- [Exercise goal]
Edit the lines below by changing every "Report a box for each matching region" to "Mark every matching region with a box", keeping all other text the same.

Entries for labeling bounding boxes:
** Start **

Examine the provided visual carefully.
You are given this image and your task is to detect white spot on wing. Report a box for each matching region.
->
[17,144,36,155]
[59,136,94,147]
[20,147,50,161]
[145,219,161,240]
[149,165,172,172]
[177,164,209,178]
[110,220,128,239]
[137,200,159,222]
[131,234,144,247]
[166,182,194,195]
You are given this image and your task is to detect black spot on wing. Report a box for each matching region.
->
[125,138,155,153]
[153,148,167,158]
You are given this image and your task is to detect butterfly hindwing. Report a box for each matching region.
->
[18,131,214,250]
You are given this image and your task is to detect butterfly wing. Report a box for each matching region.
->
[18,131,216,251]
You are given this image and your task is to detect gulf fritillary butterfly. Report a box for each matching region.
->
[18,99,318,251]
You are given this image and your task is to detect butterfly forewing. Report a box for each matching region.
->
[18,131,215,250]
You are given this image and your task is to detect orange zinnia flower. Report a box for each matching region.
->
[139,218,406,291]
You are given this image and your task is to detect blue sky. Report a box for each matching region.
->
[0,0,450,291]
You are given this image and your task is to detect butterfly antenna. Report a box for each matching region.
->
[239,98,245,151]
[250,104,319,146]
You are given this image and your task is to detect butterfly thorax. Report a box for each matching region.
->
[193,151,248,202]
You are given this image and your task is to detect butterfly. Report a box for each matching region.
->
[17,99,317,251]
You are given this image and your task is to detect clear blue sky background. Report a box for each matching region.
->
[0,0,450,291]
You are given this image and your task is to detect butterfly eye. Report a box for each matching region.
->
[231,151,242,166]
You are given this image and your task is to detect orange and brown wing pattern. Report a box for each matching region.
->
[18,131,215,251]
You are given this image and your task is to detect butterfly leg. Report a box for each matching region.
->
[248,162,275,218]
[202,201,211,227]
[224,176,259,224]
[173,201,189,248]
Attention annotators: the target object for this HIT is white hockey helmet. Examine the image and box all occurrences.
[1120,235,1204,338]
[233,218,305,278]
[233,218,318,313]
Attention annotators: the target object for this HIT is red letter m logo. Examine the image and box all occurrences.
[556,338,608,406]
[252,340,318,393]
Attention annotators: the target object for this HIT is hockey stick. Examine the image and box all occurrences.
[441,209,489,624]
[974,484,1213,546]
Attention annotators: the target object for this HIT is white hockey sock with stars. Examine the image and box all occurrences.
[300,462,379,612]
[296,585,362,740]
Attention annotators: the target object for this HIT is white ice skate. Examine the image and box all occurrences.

** End **

- [Result below]
Examine the provided visual carefully.
You are given this image and your task is to detect white spot on wing. Mark every matching region with a box.
->
[17,144,36,155]
[59,136,94,147]
[20,147,50,161]
[145,219,161,240]
[149,165,172,172]
[177,164,209,178]
[110,220,128,239]
[137,200,159,222]
[131,234,144,247]
[166,182,194,195]
You are given this image and your task is to detect black spot on wing. Mark every matching region with a box.
->
[125,138,155,153]
[153,148,167,158]
You are given this image and your task is to detect butterfly hindwing. Mark every matching region with a box.
->
[18,131,214,250]
You are given this image and your task is to detect butterfly wing. Mark every matching region with a box.
->
[18,131,216,251]
You are given this image and your task is to detect gulf fritillary butterfly. Mark every matching region with a box.
->
[18,99,318,251]
You are given this image and your task is to detect butterfly forewing. Mark every matching region with a box.
->
[18,131,215,250]
You are given this image and your task is to detect orange zinnia flower. Mark every matching region with a box.
->
[139,218,406,291]
You are given this image and your task is to detect blue sky. Mark every matching region with a box.
->
[0,0,450,291]
You are given this image and your task is to detect butterfly antenna. Mark every matching region with a box.
->
[239,98,245,151]
[250,104,319,146]
You are given this image and your task is to detect butterfly thorax. Mark every matching region with a box.
->
[193,151,248,202]
You are given this image and your task is to detect butterfly. Mark every matching region with a box.
->
[17,99,317,251]
You are given this image and your task is to detect clear blue sky background. Mark every matching region with a box.
->
[0,0,450,291]
You are given this image and your task is to detect butterfly eye. Mark every matching region with a box.
->
[231,151,242,166]
You are given this image and your task is to detect orange and brown wing pattern. Mark every matching region with a box.
->
[18,131,215,251]
You are given this image and your task is to detect butterfly leg. Mark every matching region with a box.
->
[248,162,275,218]
[202,201,211,227]
[224,176,259,224]
[173,201,189,248]
Attention annotators: the target object for this HIT is white hockey helmet. Examine the image and box all occurrences.
[1120,235,1204,338]
[233,218,305,278]
[233,218,318,313]
Attention annotators: the target object for this HIT is red letter m logo. Examine the image and box all occurrences.
[556,338,608,406]
[252,340,318,393]
Attention annotators: the target object for this HIT is hockey stick. Examine the image and box all occurrences.
[441,209,489,624]
[974,484,1213,546]
Attention annotators: the target object for this HIT is white hockey sock with stars. Examine the image and box all occurrences.
[300,462,379,612]
[296,585,362,740]
Attention annotators: the target object for this HIT is white ice skate. Examine the image and box all occurrences.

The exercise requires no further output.